WRITTEN PROBLEM
Rescale everything in the listing below from the line containing "Where can you spot the wooden bar" down to the line containing "[[261, 33]]", both ends included. Reproduce those lines in full with the requests unchanged, multiplying each coordinate in the answers by 0.9 and rounding to the nearest whole number (halves round up), and give only those lines.

[Start DATA TO PROCESS]

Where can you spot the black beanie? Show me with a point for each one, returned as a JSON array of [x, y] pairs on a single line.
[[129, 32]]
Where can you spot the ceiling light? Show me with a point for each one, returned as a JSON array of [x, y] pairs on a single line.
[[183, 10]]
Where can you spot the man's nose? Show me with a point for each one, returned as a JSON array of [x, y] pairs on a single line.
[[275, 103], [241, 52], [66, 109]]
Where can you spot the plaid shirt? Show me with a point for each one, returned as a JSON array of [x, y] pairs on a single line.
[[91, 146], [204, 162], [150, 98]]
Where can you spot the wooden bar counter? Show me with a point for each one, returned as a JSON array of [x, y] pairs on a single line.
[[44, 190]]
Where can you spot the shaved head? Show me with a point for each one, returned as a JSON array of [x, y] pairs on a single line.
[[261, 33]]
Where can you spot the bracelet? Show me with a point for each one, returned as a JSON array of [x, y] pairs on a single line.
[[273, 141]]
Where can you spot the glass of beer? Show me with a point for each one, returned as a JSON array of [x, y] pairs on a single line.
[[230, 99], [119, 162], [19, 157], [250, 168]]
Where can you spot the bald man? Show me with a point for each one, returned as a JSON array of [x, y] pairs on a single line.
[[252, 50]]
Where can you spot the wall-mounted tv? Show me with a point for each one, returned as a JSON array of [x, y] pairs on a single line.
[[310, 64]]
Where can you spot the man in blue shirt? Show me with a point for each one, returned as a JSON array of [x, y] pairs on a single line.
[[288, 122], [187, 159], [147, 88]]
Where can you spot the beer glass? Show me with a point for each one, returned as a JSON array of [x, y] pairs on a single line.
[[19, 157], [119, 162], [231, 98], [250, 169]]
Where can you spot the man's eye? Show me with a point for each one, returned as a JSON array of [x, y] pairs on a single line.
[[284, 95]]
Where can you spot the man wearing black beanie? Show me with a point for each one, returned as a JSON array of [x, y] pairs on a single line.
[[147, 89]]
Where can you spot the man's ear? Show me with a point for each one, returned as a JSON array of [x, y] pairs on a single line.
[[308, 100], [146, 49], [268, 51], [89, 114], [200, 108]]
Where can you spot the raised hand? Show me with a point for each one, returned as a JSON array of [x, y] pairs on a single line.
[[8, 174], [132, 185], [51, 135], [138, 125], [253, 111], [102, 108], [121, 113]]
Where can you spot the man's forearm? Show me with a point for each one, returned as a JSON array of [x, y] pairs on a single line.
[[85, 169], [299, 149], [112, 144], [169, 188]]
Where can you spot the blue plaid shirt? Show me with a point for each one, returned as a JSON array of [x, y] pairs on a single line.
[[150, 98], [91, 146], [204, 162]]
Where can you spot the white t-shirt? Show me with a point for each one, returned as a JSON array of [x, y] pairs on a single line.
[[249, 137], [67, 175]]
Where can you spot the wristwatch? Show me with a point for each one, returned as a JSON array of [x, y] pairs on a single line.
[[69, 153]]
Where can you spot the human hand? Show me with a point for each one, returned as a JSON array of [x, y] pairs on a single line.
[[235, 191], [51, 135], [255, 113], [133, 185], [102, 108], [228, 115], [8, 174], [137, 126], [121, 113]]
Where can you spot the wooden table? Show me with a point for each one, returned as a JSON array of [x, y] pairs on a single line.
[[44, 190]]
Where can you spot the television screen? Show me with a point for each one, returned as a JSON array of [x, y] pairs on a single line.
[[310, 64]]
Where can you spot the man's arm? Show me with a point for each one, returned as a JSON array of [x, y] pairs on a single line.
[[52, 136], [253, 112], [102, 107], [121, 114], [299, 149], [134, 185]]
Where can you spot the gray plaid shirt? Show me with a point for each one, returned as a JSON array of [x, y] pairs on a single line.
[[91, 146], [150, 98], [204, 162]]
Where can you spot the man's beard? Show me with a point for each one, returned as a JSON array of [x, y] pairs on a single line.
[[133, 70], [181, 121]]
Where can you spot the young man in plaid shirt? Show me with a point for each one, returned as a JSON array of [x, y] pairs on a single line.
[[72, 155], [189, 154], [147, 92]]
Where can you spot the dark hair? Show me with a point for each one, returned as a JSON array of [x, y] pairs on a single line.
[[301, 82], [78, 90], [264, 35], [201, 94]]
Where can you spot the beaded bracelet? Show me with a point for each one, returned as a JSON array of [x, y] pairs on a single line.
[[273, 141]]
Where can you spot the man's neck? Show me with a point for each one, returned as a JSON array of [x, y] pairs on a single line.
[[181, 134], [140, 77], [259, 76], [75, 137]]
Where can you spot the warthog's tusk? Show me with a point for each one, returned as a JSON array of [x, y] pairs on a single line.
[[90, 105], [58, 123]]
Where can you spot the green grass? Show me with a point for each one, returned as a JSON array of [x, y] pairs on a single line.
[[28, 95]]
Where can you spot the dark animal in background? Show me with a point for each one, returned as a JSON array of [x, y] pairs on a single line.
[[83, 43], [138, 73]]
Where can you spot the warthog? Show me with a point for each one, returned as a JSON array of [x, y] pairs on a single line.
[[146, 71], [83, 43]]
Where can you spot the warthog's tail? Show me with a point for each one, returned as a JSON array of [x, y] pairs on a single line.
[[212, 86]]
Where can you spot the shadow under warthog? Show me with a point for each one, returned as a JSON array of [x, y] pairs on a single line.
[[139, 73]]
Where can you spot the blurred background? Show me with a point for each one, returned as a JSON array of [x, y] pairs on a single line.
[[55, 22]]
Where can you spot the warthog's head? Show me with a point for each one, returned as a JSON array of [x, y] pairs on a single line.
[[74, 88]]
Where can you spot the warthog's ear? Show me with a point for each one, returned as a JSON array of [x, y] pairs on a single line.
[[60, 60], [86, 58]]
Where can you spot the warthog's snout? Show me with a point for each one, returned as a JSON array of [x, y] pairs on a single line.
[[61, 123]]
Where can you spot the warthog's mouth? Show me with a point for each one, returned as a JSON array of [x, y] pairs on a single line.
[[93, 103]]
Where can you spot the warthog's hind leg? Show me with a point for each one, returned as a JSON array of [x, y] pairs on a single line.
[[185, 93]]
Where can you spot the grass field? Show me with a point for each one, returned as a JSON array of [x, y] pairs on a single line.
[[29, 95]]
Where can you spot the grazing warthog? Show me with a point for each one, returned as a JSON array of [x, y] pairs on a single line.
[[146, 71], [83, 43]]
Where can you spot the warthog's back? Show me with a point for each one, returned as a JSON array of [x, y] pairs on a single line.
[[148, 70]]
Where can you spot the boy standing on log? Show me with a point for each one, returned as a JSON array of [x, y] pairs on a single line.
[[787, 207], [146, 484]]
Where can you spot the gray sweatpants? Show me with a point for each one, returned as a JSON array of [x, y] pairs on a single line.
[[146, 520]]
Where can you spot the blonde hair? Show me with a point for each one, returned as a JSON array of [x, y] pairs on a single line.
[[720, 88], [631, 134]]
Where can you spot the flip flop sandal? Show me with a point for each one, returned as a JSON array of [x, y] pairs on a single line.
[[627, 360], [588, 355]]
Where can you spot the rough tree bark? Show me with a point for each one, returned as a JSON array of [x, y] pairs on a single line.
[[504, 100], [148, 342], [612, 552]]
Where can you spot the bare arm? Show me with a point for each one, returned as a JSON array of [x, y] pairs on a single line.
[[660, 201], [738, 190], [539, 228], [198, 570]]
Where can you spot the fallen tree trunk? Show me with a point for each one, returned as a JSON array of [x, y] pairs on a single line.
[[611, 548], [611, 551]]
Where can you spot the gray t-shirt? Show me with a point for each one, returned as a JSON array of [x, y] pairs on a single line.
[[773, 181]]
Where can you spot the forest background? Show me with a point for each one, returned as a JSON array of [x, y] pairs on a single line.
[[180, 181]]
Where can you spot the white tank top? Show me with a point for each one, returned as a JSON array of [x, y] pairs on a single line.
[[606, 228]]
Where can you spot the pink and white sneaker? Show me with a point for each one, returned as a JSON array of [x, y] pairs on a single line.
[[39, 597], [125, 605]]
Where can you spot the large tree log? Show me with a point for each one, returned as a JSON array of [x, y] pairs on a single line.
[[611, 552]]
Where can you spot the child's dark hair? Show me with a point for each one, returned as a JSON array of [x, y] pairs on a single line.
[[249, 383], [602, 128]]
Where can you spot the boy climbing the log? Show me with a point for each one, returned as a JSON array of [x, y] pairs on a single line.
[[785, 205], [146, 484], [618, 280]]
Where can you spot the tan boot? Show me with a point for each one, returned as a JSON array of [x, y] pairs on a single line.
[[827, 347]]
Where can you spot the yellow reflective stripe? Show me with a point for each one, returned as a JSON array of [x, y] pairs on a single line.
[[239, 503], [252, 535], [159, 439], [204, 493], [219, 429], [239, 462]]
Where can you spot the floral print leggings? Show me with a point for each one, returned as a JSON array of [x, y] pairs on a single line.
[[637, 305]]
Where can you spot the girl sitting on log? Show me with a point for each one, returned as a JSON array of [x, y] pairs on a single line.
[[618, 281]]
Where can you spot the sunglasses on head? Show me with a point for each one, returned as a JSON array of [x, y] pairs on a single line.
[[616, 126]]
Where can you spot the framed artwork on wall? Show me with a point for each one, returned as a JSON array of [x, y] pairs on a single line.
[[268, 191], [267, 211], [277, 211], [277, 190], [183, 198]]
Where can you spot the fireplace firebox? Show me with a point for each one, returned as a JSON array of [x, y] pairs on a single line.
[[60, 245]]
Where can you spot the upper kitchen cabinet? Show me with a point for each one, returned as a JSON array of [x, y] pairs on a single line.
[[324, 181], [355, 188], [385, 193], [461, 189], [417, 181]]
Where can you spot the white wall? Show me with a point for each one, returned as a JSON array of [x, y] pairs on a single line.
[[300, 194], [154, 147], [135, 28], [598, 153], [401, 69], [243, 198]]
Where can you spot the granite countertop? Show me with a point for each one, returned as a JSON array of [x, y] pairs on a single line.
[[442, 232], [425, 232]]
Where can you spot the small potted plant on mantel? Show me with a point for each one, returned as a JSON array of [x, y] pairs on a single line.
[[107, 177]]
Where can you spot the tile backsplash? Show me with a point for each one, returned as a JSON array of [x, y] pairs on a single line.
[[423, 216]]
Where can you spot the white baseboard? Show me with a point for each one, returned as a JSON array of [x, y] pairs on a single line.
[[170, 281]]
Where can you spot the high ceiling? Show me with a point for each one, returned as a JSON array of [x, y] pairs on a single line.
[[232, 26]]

[End DATA TO PROCESS]

EXERCISE OUTPUT
Where can you spot the wooden bar counter? Show me with a point for each one, returned as a JSON array of [x, y] pairs on a single line.
[[40, 171]]
Where can you spot the shaved head? Show me with a point for each one, returned as a JSON array of [x, y] pairs on a single line.
[[235, 30]]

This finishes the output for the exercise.